◆ WHAT YOU WILL DO
Nothing but the lines from the line with "Task: mark each instance of the duck leg" through the end of the data is to be copied, and each is to be copied exactly.

•••

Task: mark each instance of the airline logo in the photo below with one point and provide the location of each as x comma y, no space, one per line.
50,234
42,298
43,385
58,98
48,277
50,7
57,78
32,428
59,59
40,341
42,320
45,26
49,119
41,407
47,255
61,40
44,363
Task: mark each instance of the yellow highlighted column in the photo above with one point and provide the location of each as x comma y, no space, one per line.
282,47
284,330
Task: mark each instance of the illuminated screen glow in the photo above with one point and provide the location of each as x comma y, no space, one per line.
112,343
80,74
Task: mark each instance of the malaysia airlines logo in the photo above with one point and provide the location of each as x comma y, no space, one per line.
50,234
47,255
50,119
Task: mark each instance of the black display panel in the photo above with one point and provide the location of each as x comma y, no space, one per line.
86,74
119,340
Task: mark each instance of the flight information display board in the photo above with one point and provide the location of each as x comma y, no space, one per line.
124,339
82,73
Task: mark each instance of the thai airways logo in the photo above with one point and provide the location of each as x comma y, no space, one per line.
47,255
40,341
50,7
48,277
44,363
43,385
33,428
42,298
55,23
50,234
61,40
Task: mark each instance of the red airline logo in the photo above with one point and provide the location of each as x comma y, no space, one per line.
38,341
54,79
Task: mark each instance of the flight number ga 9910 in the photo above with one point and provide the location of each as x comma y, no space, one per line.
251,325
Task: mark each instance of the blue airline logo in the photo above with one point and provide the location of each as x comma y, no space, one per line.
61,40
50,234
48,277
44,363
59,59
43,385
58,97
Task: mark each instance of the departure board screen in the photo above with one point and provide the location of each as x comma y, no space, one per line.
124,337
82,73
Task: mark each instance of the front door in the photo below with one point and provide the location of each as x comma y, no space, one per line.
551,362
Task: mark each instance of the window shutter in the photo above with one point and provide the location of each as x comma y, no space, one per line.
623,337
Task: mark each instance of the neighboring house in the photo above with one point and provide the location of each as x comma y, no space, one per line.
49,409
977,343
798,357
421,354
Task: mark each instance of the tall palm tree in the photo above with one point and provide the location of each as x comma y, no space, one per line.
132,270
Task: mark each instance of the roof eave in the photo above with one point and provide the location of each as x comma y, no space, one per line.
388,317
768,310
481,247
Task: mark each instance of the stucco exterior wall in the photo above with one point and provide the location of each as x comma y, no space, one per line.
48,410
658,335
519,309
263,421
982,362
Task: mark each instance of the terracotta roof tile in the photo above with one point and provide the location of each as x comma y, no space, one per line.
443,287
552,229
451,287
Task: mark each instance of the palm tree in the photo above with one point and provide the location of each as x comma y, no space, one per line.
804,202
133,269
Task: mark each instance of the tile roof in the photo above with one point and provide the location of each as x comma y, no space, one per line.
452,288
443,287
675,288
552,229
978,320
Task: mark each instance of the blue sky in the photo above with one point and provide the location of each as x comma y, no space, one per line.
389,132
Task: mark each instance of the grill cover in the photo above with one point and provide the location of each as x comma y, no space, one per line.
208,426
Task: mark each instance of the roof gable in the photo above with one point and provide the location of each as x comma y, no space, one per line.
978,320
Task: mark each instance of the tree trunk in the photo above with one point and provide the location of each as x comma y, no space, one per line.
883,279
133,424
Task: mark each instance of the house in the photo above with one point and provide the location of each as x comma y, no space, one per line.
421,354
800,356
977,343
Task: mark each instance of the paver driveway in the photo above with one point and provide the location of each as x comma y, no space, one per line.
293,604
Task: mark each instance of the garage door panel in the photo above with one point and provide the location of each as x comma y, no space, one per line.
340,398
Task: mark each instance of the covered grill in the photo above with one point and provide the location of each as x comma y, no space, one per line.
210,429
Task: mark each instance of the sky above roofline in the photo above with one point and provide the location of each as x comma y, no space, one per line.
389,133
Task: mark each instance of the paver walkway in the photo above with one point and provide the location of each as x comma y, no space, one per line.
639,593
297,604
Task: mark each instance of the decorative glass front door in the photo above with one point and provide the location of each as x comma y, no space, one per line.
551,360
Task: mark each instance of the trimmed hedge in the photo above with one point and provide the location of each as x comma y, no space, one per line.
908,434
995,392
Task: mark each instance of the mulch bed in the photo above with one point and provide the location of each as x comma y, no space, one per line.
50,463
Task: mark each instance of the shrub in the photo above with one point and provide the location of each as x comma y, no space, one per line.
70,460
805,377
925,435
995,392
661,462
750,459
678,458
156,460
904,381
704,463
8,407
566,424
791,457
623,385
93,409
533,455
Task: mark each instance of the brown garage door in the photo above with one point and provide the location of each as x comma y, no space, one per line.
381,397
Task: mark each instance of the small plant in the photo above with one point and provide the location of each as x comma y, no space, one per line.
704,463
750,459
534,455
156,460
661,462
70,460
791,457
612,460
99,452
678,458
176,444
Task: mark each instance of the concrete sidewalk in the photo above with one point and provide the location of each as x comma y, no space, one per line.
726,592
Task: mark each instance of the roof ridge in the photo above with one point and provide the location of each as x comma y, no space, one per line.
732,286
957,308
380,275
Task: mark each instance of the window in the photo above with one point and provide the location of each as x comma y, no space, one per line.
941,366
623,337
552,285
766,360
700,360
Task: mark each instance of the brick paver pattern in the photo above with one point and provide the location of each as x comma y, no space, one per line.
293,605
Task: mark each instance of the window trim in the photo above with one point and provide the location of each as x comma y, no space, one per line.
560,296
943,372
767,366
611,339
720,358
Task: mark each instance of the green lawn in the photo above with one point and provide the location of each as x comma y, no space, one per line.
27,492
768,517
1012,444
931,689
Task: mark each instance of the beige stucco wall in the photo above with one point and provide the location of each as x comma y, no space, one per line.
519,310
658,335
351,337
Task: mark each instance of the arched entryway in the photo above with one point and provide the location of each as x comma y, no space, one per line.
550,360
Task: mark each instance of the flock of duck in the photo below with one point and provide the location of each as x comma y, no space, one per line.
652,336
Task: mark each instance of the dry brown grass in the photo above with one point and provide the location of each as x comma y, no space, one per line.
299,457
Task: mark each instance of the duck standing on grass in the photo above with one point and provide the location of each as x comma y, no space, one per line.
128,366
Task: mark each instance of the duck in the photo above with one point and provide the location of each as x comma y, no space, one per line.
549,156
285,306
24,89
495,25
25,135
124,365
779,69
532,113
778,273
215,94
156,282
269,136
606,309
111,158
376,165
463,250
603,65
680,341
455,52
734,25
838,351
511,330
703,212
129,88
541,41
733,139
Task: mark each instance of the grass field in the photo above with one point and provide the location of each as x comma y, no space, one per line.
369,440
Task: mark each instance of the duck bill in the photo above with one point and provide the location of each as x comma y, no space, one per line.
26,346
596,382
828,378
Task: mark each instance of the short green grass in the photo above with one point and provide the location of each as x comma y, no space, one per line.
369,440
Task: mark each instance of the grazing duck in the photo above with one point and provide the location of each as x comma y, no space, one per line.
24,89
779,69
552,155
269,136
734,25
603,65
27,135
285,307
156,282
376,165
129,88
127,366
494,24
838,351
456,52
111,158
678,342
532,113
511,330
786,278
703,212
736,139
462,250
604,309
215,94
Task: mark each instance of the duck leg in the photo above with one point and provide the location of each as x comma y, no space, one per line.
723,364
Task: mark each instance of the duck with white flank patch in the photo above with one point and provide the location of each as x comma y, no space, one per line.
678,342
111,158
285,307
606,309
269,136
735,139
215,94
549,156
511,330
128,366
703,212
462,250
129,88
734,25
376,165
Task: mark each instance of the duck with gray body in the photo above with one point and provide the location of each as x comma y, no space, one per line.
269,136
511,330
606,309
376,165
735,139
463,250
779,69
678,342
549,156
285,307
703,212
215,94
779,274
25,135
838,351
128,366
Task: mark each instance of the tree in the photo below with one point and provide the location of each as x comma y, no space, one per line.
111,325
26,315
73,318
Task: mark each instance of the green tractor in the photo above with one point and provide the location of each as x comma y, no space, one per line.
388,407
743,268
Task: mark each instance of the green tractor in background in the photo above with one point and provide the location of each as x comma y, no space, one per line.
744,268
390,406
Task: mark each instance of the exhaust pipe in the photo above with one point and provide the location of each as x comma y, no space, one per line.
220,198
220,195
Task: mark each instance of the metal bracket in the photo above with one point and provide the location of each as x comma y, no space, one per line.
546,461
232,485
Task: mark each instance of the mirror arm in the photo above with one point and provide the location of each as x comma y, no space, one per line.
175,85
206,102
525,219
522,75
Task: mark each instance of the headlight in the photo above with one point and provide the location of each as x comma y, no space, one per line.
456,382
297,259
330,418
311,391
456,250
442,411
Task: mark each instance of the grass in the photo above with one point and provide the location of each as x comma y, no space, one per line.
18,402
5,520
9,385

•••

◆ RESPONSE TO THIS TASK
Task: mark each instance of the duck leg in the photo above with one point and provide the location of each as x comma y, no space, one per line.
723,364
Task: mark each instance of the duck with white flank patch in the photo above with one point and provide the location of each as x comma y, no space, one per line.
678,342
111,158
285,307
606,309
269,136
735,139
215,94
549,156
511,330
128,366
703,212
462,250
129,88
734,25
376,165
Task: mark each instance of the duck with gray body in the photo above with one point and provide the location of each as x comma y, no space, one per line.
269,136
511,330
606,309
376,165
735,139
463,250
779,69
678,342
549,156
285,307
703,212
215,94
779,274
25,135
838,351
128,366
Task: mark each instance of the tree in the photo below with one point and provide the location of each as x comma y, no space, one per line.
111,325
26,315
73,318
Task: mark each instance of the green tractor in the photo above with one point and provide the location of each as x comma y, no space, one per line.
388,407
743,268
Task: mark each instance of the green tractor in background in the photo above with one point and provide the location of each as x comma y, no space, one per line.
744,268
390,406
Task: mark each instance of the exhaust pipe in the photo above with one point and provide the location of each as x comma y, no space, one per line.
220,198
220,195
Task: mark each instance of the metal bracket in the photo above with one point and provide the location of each as x comma y, no space, one per line.
546,461
232,485
Task: mark each instance of the mirror arm in the photo above with one point and provide the location of each as x comma y, no space, one per line.
175,85
206,102
525,219
522,75
Task: mark each instance of the headlight in the photo above with one point and provide the location of each as x comma y, no space, one per line.
456,382
297,259
330,418
311,391
456,250
442,411
Task: mark each instance of the grass in the photo above with one point and provide the location of each as x comma y, no space, one per line.
18,402
5,520
9,385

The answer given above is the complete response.